# ideal hight of MH



## wfvanwielink (Feb 9, 2009)

hello guys,

here a question from Holland:

what is your opinion on the ideal hight of the fixture above waterlevel?

I run an 150watt aquamedic MH fixture above an 100x60x60(cm) tank

I am currently waiting for my Dennerle HQI bulb from my LFS.

greets and thanx,

Wouter van Wielink

Holland


----------



## gronk709 (Jan 31, 2009)

Hi. For me, there are two main considerations - heat and splash.

The intense heat from MH - especially for a smaller tank like yours means you will have a heat problem if the fitting is closer than about 30 cm as the beam will gradually heat the water. Not a big deal if the room is cooler than the tank, but in Summer when you are at work and the house is locked up might result in very high water temperature in the tank. I might even go a bit higher as the depth of the tank is not so great and the light wont be attenuated much by the air above the tank anyways. Do you have a glass cover on top ?? If so, then if you keep it very clean, the above advice still applies .

I assume you have a light cover to protect the MH bulb from splash. Unlikely to be an issue at 30 cm height (though still recommended) , but if you want to be closer to the water surface, then it is mandatory. 

Cheers


----------



## macclellan (Feb 28, 2007)

That's a good response. There is no specific answer, it depends on what you want. You made no mention of plant types, density, desired results, etc. These may affect the proper distance. 
I'd start with 10"-12" and vary from there depending on what you see in your plants and tank temp.

cheers,
joel


----------



## wfvanwielink (Feb 9, 2009)

Thanx guys for the reply's

I am planning to keep discus in a heavilly planted tank, so the temperature is not a very big issue(for the discus).

There is an thoughned glass cover on the fixture so i am not worried aboud splas water also.

What i am scared of is "burning" some waterplants. I used to run an saltwater tank, that meant that my corals tendet to burn (bleached) closer to the surface.
Do waterplants suffer from the light intesity or do they just love it? (depends a bit on plant specimen i quess?)

thanx,

wouter


----------

- _Data extract_
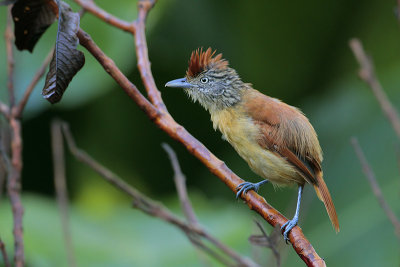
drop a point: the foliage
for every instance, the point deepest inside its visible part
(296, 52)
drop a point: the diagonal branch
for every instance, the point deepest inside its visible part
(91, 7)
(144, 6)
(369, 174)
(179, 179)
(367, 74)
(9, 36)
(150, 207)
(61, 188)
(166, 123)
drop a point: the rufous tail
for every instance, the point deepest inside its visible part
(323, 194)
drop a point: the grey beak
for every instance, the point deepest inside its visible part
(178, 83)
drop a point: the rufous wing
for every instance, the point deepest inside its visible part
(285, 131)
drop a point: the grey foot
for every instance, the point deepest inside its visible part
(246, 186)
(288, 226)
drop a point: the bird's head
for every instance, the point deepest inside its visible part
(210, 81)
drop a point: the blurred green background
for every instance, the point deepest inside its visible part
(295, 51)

==

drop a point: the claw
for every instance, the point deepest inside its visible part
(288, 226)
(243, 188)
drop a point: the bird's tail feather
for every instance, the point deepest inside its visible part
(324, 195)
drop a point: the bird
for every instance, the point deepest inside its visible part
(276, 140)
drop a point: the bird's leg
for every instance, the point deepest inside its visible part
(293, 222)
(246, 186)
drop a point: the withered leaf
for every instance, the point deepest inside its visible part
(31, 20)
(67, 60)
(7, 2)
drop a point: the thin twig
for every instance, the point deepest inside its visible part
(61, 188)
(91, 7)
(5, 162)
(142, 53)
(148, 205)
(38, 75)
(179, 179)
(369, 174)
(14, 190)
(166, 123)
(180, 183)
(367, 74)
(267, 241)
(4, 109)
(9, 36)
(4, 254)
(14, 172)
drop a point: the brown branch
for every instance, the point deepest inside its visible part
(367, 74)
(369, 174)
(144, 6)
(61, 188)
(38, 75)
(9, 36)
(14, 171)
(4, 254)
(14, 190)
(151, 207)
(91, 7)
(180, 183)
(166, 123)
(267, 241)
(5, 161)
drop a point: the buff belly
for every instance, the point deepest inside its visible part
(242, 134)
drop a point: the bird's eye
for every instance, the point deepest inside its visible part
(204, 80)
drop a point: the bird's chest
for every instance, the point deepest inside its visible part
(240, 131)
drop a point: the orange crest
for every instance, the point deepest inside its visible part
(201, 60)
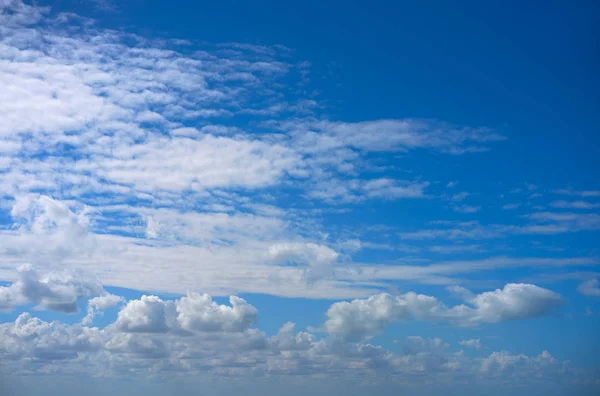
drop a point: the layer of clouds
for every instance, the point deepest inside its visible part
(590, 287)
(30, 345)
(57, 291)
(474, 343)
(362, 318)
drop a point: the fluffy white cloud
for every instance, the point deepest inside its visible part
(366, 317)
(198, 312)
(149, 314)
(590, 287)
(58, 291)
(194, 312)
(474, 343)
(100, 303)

- _Short exercise A_
Please retype the stretch of the fixture-height thread from "Thanx guys for" through "to the surface.".
- _Short exercise B_
Answer these questions from the fixture-height thread, one per line:
(i) What wattage is the MH fixture the first poster runs?
(ii) Which two main considerations does gronk709 name?
(iii) What fish does the first poster plan to keep?
The records have nothing to do with what is asked here.

- _Finished answer A_
Thanx guys for the reply's

I am planning to keep discus in a heavilly planted tank, so the temperature is not a very big issue(for the discus).

There is an thoughned glass cover on the fixture so i am not worried aboud splas water also.

What i am scared of is "burning" some waterplants. I used to run an saltwater tank, that meant that my corals tendet to burn (bleached) closer to the surface.

- _Finished answer B_
(i) 150 watts
(ii) Heat and splash
(iii) Discus